▸ **WHAT IS NEEDED**: Count how many lines in the records below contain the string "instance". Reply with the number alone.

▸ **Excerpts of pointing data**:
※
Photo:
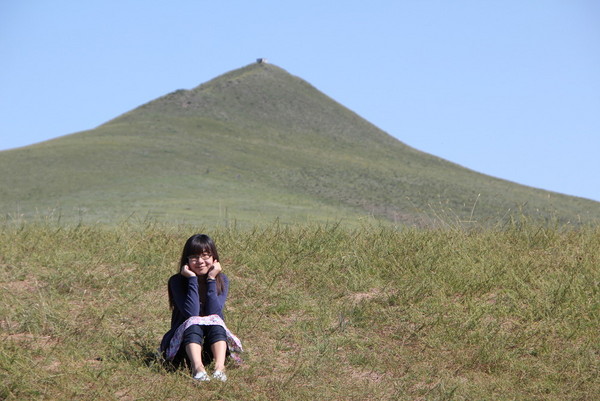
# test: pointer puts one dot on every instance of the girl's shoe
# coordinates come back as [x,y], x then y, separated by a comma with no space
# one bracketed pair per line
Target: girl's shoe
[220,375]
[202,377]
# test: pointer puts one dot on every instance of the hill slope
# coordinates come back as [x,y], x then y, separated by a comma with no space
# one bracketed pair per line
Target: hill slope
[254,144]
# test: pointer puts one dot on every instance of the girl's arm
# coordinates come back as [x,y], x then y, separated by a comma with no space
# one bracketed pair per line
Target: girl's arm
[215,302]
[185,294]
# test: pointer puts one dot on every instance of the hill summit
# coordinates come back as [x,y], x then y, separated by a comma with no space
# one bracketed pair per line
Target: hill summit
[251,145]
※
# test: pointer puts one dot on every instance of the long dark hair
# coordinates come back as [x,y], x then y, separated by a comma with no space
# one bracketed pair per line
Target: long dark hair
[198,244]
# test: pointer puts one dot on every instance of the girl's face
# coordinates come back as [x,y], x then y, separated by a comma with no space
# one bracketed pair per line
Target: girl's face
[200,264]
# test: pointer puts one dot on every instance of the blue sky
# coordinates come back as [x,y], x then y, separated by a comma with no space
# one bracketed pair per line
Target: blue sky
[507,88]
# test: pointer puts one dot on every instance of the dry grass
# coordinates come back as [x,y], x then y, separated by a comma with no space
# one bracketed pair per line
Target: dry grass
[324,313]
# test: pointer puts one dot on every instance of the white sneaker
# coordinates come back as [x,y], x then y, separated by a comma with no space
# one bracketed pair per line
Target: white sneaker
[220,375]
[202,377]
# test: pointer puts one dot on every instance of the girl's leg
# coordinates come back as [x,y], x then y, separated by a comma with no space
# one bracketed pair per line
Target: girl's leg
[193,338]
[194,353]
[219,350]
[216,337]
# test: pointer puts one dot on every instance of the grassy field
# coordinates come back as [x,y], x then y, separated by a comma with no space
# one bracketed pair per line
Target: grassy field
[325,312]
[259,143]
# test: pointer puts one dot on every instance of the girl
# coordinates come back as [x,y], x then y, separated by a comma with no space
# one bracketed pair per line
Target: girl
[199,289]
※
▸ **OUTPUT OF THE EXERCISE**: 12